EXERCISE REQUIREMENTS
Word for word, repeat every entry that appears below.

RECORDS PROVIDED
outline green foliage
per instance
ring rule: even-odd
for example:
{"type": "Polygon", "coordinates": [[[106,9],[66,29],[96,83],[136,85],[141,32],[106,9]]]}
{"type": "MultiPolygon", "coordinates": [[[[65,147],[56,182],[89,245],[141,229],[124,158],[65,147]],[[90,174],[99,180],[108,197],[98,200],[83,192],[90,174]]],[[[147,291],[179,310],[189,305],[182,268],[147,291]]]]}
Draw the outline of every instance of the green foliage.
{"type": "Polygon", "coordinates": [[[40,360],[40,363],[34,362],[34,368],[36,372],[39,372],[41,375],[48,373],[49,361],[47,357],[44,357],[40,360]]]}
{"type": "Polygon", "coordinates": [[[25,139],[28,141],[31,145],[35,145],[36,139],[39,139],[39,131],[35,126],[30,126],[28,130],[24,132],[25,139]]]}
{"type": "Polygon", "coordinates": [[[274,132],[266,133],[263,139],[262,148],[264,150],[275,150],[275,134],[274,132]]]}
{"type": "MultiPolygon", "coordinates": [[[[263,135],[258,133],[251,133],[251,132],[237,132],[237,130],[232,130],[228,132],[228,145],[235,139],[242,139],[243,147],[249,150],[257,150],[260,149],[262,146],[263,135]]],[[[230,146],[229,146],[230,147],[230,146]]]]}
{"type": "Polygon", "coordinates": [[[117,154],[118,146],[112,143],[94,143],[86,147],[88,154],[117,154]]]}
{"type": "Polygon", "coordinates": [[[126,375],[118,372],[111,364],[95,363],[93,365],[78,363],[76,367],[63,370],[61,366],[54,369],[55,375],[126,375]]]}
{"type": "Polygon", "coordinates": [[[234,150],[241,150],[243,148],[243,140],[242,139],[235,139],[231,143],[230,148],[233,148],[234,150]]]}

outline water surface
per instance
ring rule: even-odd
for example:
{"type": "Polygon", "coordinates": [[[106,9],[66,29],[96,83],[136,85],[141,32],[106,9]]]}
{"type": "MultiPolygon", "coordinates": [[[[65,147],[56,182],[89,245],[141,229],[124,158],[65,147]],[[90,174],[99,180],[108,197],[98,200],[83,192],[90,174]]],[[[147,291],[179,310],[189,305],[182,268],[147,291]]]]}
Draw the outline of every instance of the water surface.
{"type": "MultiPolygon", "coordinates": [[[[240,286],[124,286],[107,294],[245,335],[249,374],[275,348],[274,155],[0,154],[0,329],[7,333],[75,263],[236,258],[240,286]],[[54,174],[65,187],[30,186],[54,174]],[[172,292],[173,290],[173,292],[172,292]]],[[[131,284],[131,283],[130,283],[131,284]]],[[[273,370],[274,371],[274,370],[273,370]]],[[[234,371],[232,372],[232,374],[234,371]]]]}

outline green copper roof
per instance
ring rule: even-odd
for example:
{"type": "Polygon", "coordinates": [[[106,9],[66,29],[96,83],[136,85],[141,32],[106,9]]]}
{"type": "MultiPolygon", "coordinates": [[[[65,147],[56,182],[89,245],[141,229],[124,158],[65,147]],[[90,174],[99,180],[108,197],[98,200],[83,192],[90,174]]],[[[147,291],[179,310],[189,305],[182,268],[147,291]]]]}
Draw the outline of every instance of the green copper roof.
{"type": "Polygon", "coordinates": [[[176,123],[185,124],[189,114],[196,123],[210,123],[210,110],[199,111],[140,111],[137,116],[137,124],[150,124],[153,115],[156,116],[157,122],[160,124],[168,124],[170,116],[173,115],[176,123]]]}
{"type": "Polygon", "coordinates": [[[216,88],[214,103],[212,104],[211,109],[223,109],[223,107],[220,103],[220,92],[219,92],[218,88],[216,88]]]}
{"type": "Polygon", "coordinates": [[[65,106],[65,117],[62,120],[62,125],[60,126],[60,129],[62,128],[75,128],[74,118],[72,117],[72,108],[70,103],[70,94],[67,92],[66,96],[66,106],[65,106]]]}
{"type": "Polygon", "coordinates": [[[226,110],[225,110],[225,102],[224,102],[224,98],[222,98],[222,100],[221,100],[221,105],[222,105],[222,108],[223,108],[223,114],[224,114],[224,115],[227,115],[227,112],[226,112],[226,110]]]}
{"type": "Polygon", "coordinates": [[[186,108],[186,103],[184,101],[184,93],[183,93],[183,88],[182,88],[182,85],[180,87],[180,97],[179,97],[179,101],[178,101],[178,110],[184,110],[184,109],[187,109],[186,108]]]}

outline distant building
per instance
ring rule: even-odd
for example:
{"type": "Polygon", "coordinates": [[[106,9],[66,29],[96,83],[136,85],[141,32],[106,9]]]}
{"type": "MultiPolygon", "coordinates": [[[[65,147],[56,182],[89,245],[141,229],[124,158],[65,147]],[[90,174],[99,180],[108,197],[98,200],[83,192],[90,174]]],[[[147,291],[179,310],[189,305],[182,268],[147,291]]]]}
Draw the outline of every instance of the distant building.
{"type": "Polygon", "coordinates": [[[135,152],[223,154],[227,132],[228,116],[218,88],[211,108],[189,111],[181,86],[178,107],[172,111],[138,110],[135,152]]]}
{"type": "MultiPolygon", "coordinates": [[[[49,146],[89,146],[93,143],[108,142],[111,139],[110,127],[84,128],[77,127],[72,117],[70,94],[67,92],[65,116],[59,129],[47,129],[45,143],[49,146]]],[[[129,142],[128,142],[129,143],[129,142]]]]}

ANSWER SECTION
outline green foliage
per instance
ring rule: even-odd
for example:
{"type": "Polygon", "coordinates": [[[106,9],[66,29],[96,83],[136,85],[141,32],[106,9]]]}
{"type": "MultiPolygon", "coordinates": [[[[65,147],[56,182],[89,245],[141,229],[124,158],[65,147]],[[90,174],[99,180],[108,197],[98,200],[83,192],[90,174]]],[[[147,291],[179,310],[189,305],[182,268],[147,291]]]]}
Draw the outline of every instance of the green foliage.
{"type": "Polygon", "coordinates": [[[40,360],[40,363],[34,362],[34,368],[36,372],[39,372],[41,375],[48,373],[49,361],[47,357],[44,357],[40,360]]]}
{"type": "Polygon", "coordinates": [[[25,139],[28,141],[31,145],[35,145],[36,139],[39,139],[39,131],[35,126],[30,126],[28,130],[24,132],[25,139]]]}
{"type": "Polygon", "coordinates": [[[274,132],[266,133],[263,139],[262,148],[264,150],[275,150],[275,134],[274,132]]]}
{"type": "MultiPolygon", "coordinates": [[[[263,135],[258,133],[251,133],[251,132],[237,132],[237,130],[232,130],[228,132],[228,145],[235,139],[242,139],[243,147],[249,150],[257,150],[260,149],[262,146],[263,135]]],[[[230,146],[229,146],[230,147],[230,146]]]]}
{"type": "Polygon", "coordinates": [[[117,154],[118,146],[112,143],[94,143],[86,147],[88,154],[117,154]]]}
{"type": "Polygon", "coordinates": [[[126,375],[118,372],[111,364],[95,363],[93,365],[78,363],[76,367],[63,370],[61,366],[54,369],[55,375],[126,375]]]}
{"type": "Polygon", "coordinates": [[[234,150],[241,150],[243,148],[243,140],[242,139],[235,139],[231,143],[230,148],[233,148],[234,150]]]}

outline water surface
per instance
ring rule: even-odd
for example:
{"type": "Polygon", "coordinates": [[[106,9],[66,29],[96,83],[136,85],[141,32],[106,9]]]}
{"type": "MultiPolygon", "coordinates": [[[[65,147],[56,182],[89,245],[141,229],[124,158],[65,147]],[[90,174],[99,180],[108,197],[98,200],[83,192],[90,174]]],[[[147,291],[179,310],[189,305],[182,268],[147,291]]]]}
Draw the outline of every instance of the water surface.
{"type": "MultiPolygon", "coordinates": [[[[240,286],[124,286],[107,294],[245,335],[249,374],[275,348],[274,155],[0,154],[0,329],[7,333],[75,263],[236,258],[240,286]],[[54,174],[65,187],[30,186],[54,174]],[[172,292],[173,290],[173,292],[172,292]]],[[[131,284],[131,283],[130,283],[131,284]]],[[[273,370],[274,371],[274,370],[273,370]]],[[[234,371],[232,372],[232,374],[234,371]]]]}

outline green copper roof
per instance
ring rule: even-odd
for example:
{"type": "Polygon", "coordinates": [[[106,9],[66,29],[96,83],[136,85],[141,32],[106,9]]]}
{"type": "MultiPolygon", "coordinates": [[[[65,147],[56,182],[89,245],[141,229],[124,158],[65,147]],[[90,174],[99,180],[108,197],[98,200],[83,192],[90,174]]],[[[147,291],[179,310],[189,305],[182,268],[147,291]]]]}
Draw the outline of every instance of the green copper roof.
{"type": "Polygon", "coordinates": [[[176,123],[185,124],[189,114],[196,123],[210,123],[210,110],[199,111],[140,111],[137,116],[137,124],[150,124],[153,115],[156,116],[157,122],[160,124],[168,124],[170,116],[173,115],[176,123]]]}
{"type": "Polygon", "coordinates": [[[216,88],[214,103],[212,104],[211,109],[223,109],[223,107],[220,103],[220,92],[219,92],[218,88],[216,88]]]}
{"type": "Polygon", "coordinates": [[[65,106],[65,117],[62,120],[62,125],[60,126],[60,129],[62,128],[75,128],[74,118],[72,117],[72,108],[70,103],[70,94],[67,92],[66,96],[66,106],[65,106]]]}
{"type": "Polygon", "coordinates": [[[226,110],[225,110],[225,102],[224,102],[224,98],[222,98],[222,100],[221,100],[221,105],[222,105],[222,108],[223,108],[223,114],[224,114],[224,115],[227,115],[227,112],[226,112],[226,110]]]}
{"type": "Polygon", "coordinates": [[[186,108],[186,103],[184,101],[184,93],[183,93],[183,88],[182,88],[182,85],[180,87],[180,97],[179,97],[179,101],[178,101],[178,110],[184,110],[184,109],[187,109],[186,108]]]}

outline distant building
per instance
ring rule: even-odd
for example:
{"type": "Polygon", "coordinates": [[[106,9],[66,29],[96,83],[136,85],[141,32],[106,9]]]}
{"type": "MultiPolygon", "coordinates": [[[[65,147],[56,182],[89,245],[141,229],[124,158],[65,147]],[[90,174],[99,180],[108,197],[98,200],[83,192],[90,174]]],[[[147,291],[179,310],[189,305],[182,268],[147,291]]]]}
Draw the outline of every instance of the distant building.
{"type": "Polygon", "coordinates": [[[135,152],[223,154],[227,132],[228,116],[218,88],[211,108],[189,111],[181,86],[178,107],[172,111],[138,110],[135,152]]]}
{"type": "MultiPolygon", "coordinates": [[[[49,146],[89,146],[93,143],[108,142],[111,139],[110,127],[84,128],[77,127],[72,117],[70,94],[67,92],[65,116],[59,129],[47,129],[45,143],[49,146]]],[[[129,142],[128,142],[129,143],[129,142]]]]}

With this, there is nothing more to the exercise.